# SOURCE TEXT start

Spin: (The Inherent Particle Magnetic Field): The inherent field of the Dipole Particles is conceptualized as a “Spin”.  There is no actual spinning particle generating this B field; it arises as an inherent property of the positive and negative Dipole Particles and radiates as a solid spherical shell from the Charged Particle at every Moment.  The force vector direction of the B field is unique for every angle from the particle’s North to South Pole.  A few of the important directional points along a circle extending from the North Pole to the South pole of the DP include:

1) At the North Pole, the B field vector points upward.  

2) At 45 the B field vector points horizontal outward.  

3) At the Equator, the B field points downward.  

4) At - 45 the B field vector points horizontal inward.  

5) At the South Pole the B field vector again points Vertical.  

The particle thus radiates both an E and B fields from the central source point.  

Field: Fields are thoughts that travel through space and give instructions to tell other particles to move.  Because the effect of a field is to cause movement, they are called “force fields”.  All fields travel a distance every moment equivalent to the local speed of light.  There is actually no force generated by the field, nothing actually pushes another particle and causes it to move.  All particles are conscious, and capable of perception, processing, response, and projection.   Thus, the receipt of the “thought” or “instruction” from another particle is processed in terms of its type, magnitude, and direction.  The receiving particle then voluntarily moves a distance according to the sum of the magnitude, direction, and type of all fields acting on it at that moment.  The Field can be electric, magnetic, or gravitic.  All fields project out from the Charged Particle, or generate from the Matrix at each Moment.  All fields always travel at the local speed of light; in other words, they can never travel either faster or slower than the local speed of light.  The fields from a DP radiate spherically.  Once generated, all fields travel to infinity without modification.  If a field is absorbed, its net magnitude will drop to zero, but this is only because a superimposed opposing field has been generated that travels with it and cancels its effect.  The fields generated by the Matrix do so in response a changing E field or changing B field.  The source of a changing field may be a moving particle, or a Matrix point responding to a changing field.  The strength of a radially generated field diminishes in a manner inversely proportional to the area of its projection, thus the inverse square law: amplitude = 1/r².  The strength of a packet of field projected from a source does not diminish; thus a photon with its E and B field crossed perpendicular to its velocity maintains its energetic amplitude to infinity unless absorbed.

# SOURCE TEXT end
# DATA SEGMENT start

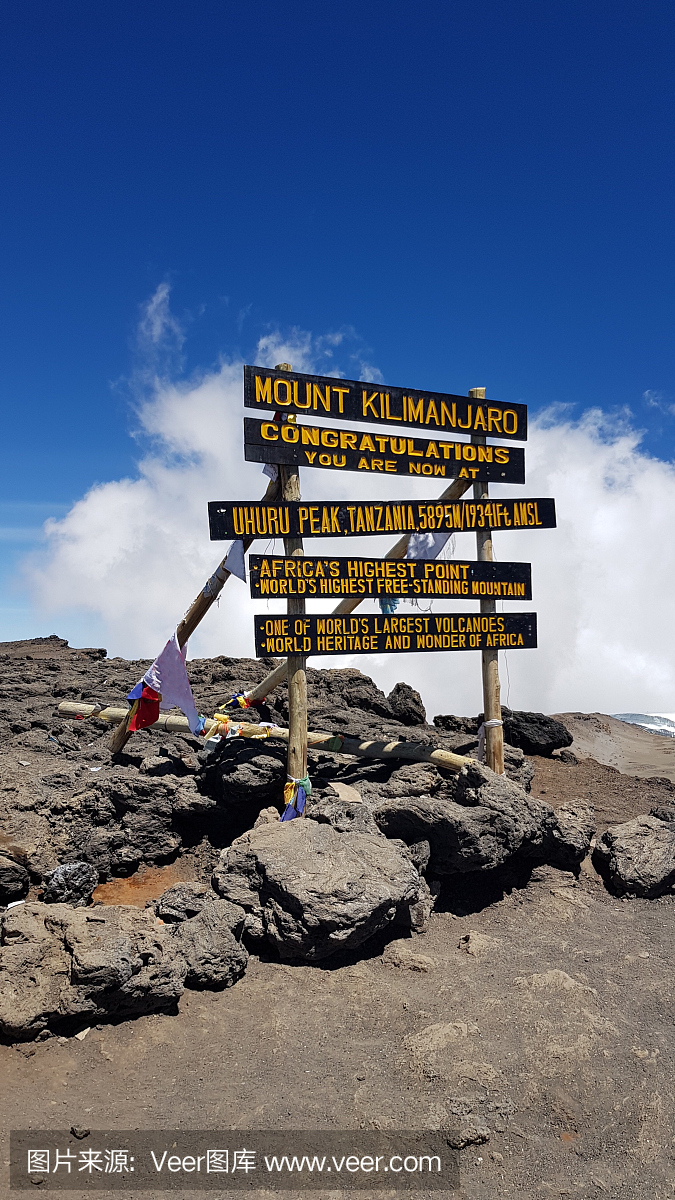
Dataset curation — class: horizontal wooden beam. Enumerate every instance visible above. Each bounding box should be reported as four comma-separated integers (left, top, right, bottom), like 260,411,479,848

# DATA SEGMENT end

● **PROBLEMS TO SOLVE**
**a)** According to the text on particle fields, at what speed do all fields travel?
**b)** Carry the text on particle fields forward from its last sentence.
The listing comes from a separate source.

● **RESPONSE LIST**
**a)** All fields travel at the local speed of light, never faster or slower.

**b)**
Field Shell: (The increment of field travel per moment): The Spherical projection of the “thought wave” from the Particle.  The Field Shell expands at a rate dependent upon the Local Speed of Light.  A new pulse of EM (Electrical and Magnetic) field is radiated out every moment.  The field shell thickness is the distance the Shell moves, at the local speed of light, in one moment.  If the source-particle moves, then the next shell generated at the next moment will radiate from the new position.  The shell will of course be thicker when in a medium with a faster speed of light where more Matrix points can be passed at each moment.  Thus, the shell thickness will vary as it transits through space and encounters environments with varying degrees of electrical and magnetic conductivity.  The field is absorbed and reemitted by each successive increment of the shell.  The responsiveness of the Dipole Sea and Matrix to electrical and magnetic polarization and depolarization determines the rate of travel of the Electrical and Magnetic fields through space.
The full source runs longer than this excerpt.